**Problem requirements**
Turn each line of the records below into a row of a Markdown table with two columns, Row and Line text, numbering the rows and skipping blank lines. Leave the pictures out of the table.

********************

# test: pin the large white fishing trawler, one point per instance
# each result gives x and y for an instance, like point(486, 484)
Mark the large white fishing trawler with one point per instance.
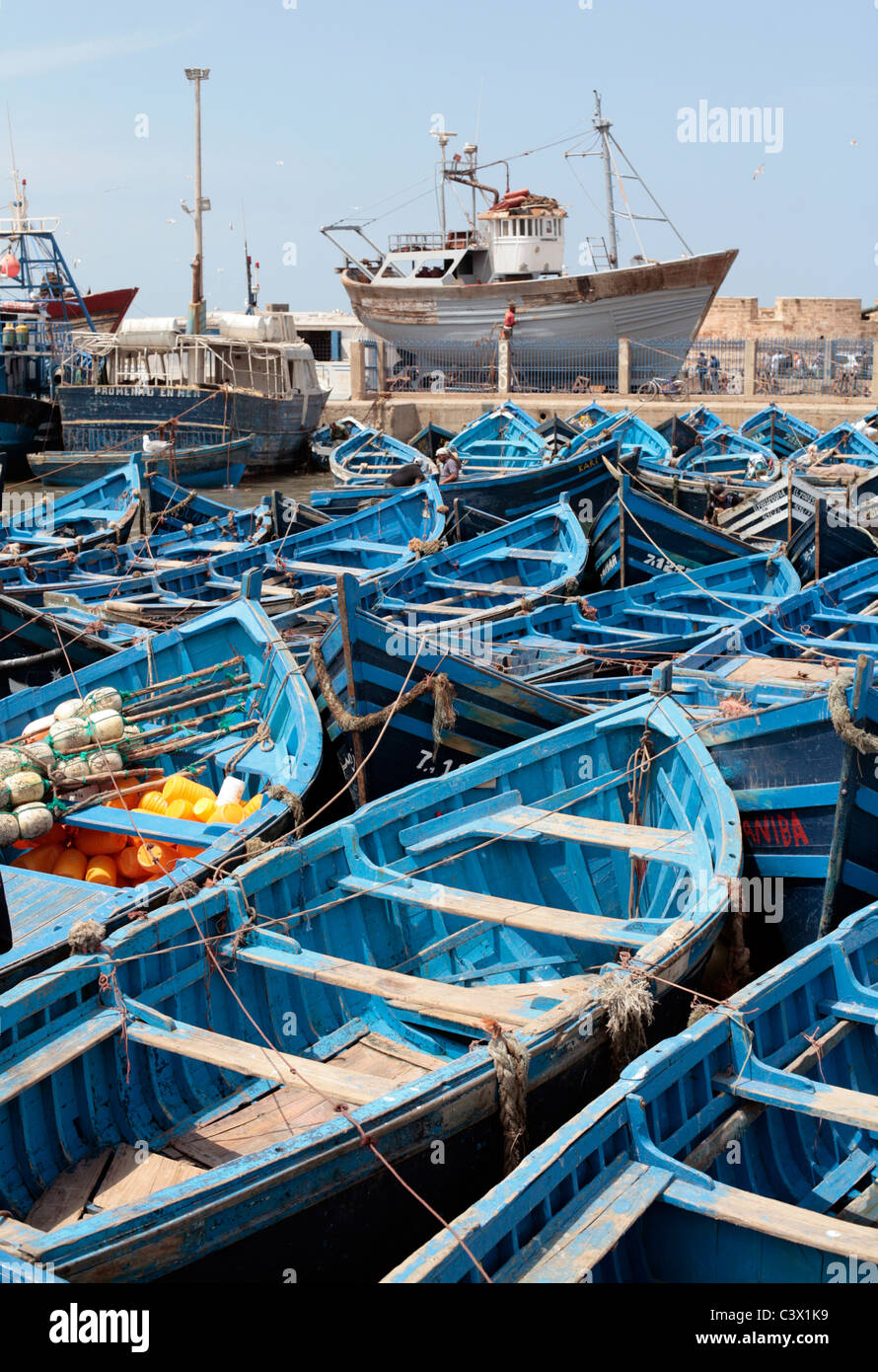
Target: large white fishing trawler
point(452, 287)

********************

**Task solution**
| Row | Line text |
|---|---|
| 1 | # test: pin the large white fishing trawler, one point per instance |
| 2 | # each result gives x and y for an instance, like point(486, 484) |
| 3 | Mark the large white fishing trawler with one point per instance. |
| 4 | Target: large white fishing trawler |
| 5 | point(452, 287) |